==== FRAGMENTO DEL DOCUMENTO

Nosotros -muchos periodistas, por timidez, tenemos la inmodestia de ha­blar siempre en «nos»- hemos tenido hasta hoy una idea muy borrosa de Mariátegui. Apenas nos habíamos dete­nido a apreciar al extraordinario perio­dista que había en él -a cualquier tema le encontraba un lado virgen y escribía con igual soltura una crónica política como una nota sobre Navidad o el Car­naval-, nunca nos adentramos en su pasión por la literatura que lo llevó en sus años mozos a escribir varias piezas teatrales y a dejarnos, en su afán de abarcar todos los géneros, los apuntes de una novela: 'Sigfrido y el profesor Cantella'; poco sabíamos de sus arreba­tos en defensa de la libertad de prensa y hemos quedado admirados leyendo el editorial de 'La Razón', que tuvo que circular en volantes, dejando en blanco las columnas del diario: «Llegar al po­der es poca cosa para un hombre de vastas aspiraciones, con clara con­ciencia de su deber histórico, con pro­fundo concepto de su misión en la vida pública, con aguda percepción de las corrientes sentimentales de su tiempo y con talla, en fin, de verdade­ro héroe popular, -esto lo escribió en 1919-.; nunca habíamos sabido de su accidente colegial en el que por culpa de una patada tuvo que abandonar sus estudios, hacerse autodidacta, perder una pierna y morir tan joven; ni siquiera conocíamos la ternura de su carácter ni su inmensa capacidad para sufrir. De Mariátegui sólo teníamos la idea de un hombre excepcionalmente versado en el movimiento político de su época y se nos hacia duro creerlo sectario. Hoy, después de hurgar en sus papeles e intimidades, después de revisar su ál­bum de recuerdos y fotografías se nos presenta la figura de Mariátegui tal como la deseábamos ver: Apóstol y mártir -bien pudo ser misionero francis­cano-, pero no del comunismo sino de todos los menesterosos del mundo.

========
==== MATERIAL MOSTRADO

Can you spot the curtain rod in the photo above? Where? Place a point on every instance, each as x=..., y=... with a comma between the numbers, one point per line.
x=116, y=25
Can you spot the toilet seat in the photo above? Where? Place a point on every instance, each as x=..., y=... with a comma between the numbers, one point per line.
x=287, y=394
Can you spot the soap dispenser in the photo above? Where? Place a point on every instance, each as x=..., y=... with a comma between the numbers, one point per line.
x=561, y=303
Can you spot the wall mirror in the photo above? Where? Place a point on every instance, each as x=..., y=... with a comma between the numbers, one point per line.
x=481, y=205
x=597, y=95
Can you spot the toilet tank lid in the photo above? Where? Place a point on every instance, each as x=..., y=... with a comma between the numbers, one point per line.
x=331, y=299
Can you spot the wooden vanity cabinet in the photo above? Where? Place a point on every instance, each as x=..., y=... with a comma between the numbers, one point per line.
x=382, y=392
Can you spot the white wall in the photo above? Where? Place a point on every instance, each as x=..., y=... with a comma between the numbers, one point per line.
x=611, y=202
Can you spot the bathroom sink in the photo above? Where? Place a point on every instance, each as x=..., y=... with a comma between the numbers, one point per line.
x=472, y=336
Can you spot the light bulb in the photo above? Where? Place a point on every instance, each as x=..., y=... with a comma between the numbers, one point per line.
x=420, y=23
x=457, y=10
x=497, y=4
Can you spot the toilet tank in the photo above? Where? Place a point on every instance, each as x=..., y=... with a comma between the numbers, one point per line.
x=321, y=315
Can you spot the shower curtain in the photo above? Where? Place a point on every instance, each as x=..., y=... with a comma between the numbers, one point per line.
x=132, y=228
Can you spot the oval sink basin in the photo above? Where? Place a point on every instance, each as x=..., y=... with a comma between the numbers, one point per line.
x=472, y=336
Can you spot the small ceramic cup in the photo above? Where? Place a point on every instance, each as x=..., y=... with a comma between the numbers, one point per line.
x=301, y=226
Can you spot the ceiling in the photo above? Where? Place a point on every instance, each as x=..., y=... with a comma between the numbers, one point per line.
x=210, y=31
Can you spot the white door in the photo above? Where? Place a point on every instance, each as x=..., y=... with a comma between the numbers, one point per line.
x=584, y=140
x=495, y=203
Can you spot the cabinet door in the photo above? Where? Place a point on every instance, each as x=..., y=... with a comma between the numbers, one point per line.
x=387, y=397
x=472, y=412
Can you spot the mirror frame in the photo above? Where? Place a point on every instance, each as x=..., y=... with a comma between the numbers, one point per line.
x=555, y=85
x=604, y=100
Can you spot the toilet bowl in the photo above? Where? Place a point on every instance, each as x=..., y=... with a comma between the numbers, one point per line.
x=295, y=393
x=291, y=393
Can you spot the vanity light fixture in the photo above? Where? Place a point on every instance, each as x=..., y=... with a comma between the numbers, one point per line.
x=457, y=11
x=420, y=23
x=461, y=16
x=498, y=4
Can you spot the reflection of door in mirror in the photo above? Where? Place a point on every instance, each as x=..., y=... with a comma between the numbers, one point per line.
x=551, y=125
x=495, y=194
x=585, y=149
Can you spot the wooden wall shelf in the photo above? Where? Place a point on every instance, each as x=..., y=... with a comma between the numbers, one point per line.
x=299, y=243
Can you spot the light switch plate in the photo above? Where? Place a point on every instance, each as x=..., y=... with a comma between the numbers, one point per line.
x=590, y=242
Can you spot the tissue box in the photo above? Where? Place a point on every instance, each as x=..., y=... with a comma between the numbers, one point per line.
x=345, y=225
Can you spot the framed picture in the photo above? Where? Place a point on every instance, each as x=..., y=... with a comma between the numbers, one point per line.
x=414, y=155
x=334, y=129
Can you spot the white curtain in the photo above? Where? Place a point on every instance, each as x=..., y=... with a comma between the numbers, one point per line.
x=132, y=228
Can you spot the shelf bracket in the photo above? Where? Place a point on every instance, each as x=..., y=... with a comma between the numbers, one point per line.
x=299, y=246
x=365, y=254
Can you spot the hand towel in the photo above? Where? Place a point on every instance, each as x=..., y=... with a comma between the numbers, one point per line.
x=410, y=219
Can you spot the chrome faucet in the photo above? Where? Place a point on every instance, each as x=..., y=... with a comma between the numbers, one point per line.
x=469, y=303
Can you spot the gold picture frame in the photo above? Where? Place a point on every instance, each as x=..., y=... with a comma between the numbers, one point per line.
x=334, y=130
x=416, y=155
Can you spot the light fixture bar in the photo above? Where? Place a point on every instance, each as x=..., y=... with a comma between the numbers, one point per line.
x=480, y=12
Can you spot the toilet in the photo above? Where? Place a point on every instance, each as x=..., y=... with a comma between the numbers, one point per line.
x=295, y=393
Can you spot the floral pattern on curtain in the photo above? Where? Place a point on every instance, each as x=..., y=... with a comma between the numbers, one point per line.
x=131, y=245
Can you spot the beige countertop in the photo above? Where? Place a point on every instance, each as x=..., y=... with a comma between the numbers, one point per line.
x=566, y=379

========

OBJETIVO DE LA TAREA: Indica si cada afirmación concuerda con el fragmento sobre Mariátegui y cita textualmente las palabras que lo deciden. 1. Mariátegui dejó los apuntes de una novela. 2. El editorial de 'La Razón' se publicó de forma normal en las columnas del diario. 3. El fragmento presenta a Mariátegui como apóstol del comunismo.

RESPUESTA DE LA TAREA:
1. Sí: «los apuntes de una novela: 'Sigfrido y el profesor Cantella'».
2. No: «tuvo que circular en volantes, dejando en blanco las columnas del diario».
3. No: «pero no del comunismo sino de todos los menesterosos del mundo».